##### Bacaan yang Diberikan

Ekspansi Industri Global China Diduga Libatkan Praktik Eksploitatif

Kamis, 02 Januari 2025 - 08:19 WIB
loading...
A A A
Situasi di Xinjiang menjadi peringatan keras tentang apa yang mungkin menjadi pola global jika tidak ditangani. Di sana, industri aluminium, yang penting bagi produksi otomotif global, telah sangat tercemar oleh tuduhan kerja paksa.

Sekitar 9 persen pasokan aluminium global berasal dari Xinjiang, tempat pemerintah China dituduh melakukan kejahatan terhadap kemanusiaan terhadap etnis Uighur dan komunitas Muslim Turki lainnya. Skala operasi ini mengejutkan—produksi aluminium Xinjiang telah tumbuh dari sekitar satu juta ton pada tahun 2010 menjadi enam juta pada tahun 2022, menjadikannya produsen yang lebih besar daripada negara mana pun di luar China.

Produsen aluminium besar China di Xinjiang, seperti Xinjiang East Hope Nonferrous Metals, Tianshan Aluminum, dan Xinfa Group Xinjiang, telah terlibat dalam program pemindahan tenaga kerja yang didukung pemerintah yang secara efektif memaksa warga Uighur untuk bekerja.

Praktik perusahaan-perusahaan tersebut di dalam negeri telah menimbulkan pertanyaan serius tentang komitmen mereka terhadap hak-hak buruh dalam operasi internasional serta memperlihatkan pendekatan sistematis terhadap eksploitasi tenaga kerja yang melampaui batas-batas negara.

##########
##### Daftar Data

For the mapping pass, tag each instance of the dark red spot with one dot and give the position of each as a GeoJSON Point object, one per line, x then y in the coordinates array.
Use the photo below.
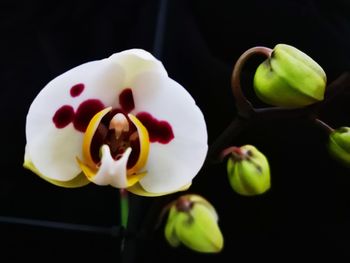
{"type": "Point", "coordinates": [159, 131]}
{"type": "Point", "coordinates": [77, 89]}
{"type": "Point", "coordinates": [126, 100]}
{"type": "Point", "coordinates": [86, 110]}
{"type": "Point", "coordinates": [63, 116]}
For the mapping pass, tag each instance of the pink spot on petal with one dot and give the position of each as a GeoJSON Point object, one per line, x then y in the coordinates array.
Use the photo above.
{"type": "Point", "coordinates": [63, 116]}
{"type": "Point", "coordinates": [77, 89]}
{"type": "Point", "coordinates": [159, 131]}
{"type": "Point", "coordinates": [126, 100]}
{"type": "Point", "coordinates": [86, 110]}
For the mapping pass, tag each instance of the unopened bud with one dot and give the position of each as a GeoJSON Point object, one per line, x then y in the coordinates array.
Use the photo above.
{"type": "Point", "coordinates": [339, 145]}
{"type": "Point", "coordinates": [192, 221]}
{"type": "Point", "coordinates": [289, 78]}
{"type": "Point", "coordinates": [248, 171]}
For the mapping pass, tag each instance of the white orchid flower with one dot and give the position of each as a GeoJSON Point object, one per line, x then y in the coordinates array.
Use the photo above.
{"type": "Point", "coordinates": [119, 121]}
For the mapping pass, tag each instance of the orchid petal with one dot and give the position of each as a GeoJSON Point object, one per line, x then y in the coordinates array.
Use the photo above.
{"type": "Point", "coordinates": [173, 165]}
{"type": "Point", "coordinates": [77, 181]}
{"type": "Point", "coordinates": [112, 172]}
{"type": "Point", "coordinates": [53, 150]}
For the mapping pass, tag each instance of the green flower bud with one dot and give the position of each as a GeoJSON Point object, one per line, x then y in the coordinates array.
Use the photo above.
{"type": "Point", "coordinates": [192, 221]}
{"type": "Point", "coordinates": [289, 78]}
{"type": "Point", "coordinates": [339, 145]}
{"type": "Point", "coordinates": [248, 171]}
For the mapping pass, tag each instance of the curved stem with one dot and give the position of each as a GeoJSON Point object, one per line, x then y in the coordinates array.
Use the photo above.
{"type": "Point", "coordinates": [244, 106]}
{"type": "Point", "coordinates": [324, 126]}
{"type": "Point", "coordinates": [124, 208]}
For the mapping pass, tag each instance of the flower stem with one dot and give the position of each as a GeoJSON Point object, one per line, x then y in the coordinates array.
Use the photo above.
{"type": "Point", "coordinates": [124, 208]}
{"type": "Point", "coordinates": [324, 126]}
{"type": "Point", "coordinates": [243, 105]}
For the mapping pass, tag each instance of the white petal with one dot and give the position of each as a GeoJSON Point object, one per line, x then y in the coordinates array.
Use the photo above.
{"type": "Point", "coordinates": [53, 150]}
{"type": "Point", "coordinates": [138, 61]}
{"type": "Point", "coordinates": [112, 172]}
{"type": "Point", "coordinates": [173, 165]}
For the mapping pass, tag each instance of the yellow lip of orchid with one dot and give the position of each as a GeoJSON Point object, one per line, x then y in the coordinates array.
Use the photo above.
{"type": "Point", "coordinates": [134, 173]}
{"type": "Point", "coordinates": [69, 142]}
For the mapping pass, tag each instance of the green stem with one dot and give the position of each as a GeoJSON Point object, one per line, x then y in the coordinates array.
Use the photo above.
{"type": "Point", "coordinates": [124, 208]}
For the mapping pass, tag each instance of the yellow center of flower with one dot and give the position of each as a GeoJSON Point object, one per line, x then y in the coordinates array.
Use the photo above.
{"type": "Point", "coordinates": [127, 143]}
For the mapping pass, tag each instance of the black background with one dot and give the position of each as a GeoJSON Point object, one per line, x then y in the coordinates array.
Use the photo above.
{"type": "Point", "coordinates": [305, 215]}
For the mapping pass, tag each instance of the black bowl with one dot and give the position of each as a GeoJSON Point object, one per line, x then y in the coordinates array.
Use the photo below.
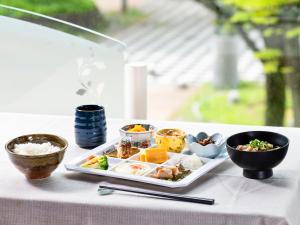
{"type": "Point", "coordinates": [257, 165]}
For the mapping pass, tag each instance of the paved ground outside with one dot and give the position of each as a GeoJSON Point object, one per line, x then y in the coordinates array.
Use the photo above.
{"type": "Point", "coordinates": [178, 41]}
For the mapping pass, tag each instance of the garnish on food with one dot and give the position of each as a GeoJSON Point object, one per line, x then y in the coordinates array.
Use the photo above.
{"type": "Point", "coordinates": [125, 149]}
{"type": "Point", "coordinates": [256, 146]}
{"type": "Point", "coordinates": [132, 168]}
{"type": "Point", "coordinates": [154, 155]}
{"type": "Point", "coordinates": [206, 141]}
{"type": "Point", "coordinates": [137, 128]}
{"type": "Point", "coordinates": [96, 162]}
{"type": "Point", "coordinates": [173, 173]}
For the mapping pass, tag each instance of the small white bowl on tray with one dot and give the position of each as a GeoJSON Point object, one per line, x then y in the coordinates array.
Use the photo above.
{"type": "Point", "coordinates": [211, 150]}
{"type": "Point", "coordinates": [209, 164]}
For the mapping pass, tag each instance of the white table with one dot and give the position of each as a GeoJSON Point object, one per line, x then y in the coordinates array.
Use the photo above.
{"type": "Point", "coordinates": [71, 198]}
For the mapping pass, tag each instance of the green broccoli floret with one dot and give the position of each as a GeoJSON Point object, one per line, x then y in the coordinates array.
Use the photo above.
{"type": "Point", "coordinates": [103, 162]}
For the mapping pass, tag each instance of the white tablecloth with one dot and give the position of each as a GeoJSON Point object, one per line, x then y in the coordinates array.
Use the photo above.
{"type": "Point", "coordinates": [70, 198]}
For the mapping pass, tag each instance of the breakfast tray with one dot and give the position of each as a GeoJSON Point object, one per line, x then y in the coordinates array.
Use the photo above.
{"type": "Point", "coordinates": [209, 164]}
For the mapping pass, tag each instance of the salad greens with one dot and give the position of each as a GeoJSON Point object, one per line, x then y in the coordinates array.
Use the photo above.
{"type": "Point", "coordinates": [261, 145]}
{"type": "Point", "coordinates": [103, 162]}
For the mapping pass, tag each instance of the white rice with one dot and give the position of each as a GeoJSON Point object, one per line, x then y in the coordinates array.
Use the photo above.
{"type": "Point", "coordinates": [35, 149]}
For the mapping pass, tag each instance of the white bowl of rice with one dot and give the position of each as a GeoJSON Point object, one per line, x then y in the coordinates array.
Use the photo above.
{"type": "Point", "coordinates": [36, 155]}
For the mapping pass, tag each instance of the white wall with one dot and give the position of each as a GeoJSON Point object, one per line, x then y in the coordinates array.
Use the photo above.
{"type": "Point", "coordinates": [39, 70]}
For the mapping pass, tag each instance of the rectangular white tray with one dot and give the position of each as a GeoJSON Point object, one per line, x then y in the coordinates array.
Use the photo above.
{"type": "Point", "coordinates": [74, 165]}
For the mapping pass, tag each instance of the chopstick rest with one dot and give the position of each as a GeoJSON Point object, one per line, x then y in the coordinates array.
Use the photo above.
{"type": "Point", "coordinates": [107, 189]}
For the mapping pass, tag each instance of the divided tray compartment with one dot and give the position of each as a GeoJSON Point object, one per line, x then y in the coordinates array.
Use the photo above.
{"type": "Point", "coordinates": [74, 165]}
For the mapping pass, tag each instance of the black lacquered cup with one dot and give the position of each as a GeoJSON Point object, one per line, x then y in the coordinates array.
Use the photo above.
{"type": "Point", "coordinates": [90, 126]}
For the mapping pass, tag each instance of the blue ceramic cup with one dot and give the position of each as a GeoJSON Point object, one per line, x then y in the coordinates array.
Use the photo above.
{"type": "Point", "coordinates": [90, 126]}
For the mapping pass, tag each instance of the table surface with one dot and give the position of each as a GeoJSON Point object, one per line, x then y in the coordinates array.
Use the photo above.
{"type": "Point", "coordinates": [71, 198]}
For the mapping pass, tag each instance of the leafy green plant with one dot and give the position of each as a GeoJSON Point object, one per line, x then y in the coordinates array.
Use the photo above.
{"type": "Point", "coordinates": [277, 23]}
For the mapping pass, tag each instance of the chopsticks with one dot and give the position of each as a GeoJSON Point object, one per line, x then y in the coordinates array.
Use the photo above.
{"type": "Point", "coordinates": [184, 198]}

##########

Soal yang Diberikan: Kembalikan seluruh bacaan tentang industri aluminium Xinjiang di atas tanpa mengubah apa pun. Data di atas merupakan bahan tersendiri yang terpisah dari bacaan.

Jawaban Tertulis:
Ekspansi Industri Global China Diduga Libatkan Praktik Eksploitatif

Kamis, 02 Januari 2025 - 08:19 WIB
loading...
A A A
Situasi di Xinjiang menjadi peringatan keras tentang apa yang mungkin menjadi pola global jika tidak ditangani. Di sana, industri aluminium, yang penting bagi produksi otomotif global, telah sangat tercemar oleh tuduhan kerja paksa.

Sekitar 9 persen pasokan aluminium global berasal dari Xinjiang, tempat pemerintah China dituduh melakukan kejahatan terhadap kemanusiaan terhadap etnis Uighur dan komunitas Muslim Turki lainnya. Skala operasi ini mengejutkan—produksi aluminium Xinjiang telah tumbuh dari sekitar satu juta ton pada tahun 2010 menjadi enam juta pada tahun 2022, menjadikannya produsen yang lebih besar daripada negara mana pun di luar China.

Produsen aluminium besar China di Xinjiang, seperti Xinjiang East Hope Nonferrous Metals, Tianshan Aluminum, dan Xinfa Group Xinjiang, telah terlibat dalam program pemindahan tenaga kerja yang didukung pemerintah yang secara efektif memaksa warga Uighur untuk bekerja.

Praktik perusahaan-perusahaan tersebut di dalam negeri telah menimbulkan pertanyaan serius tentang komitmen mereka terhadap hak-hak buruh dalam operasi internasional serta memperlihatkan pendekatan sistematis terhadap eksploitasi tenaga kerja yang melampaui batas-batas negara.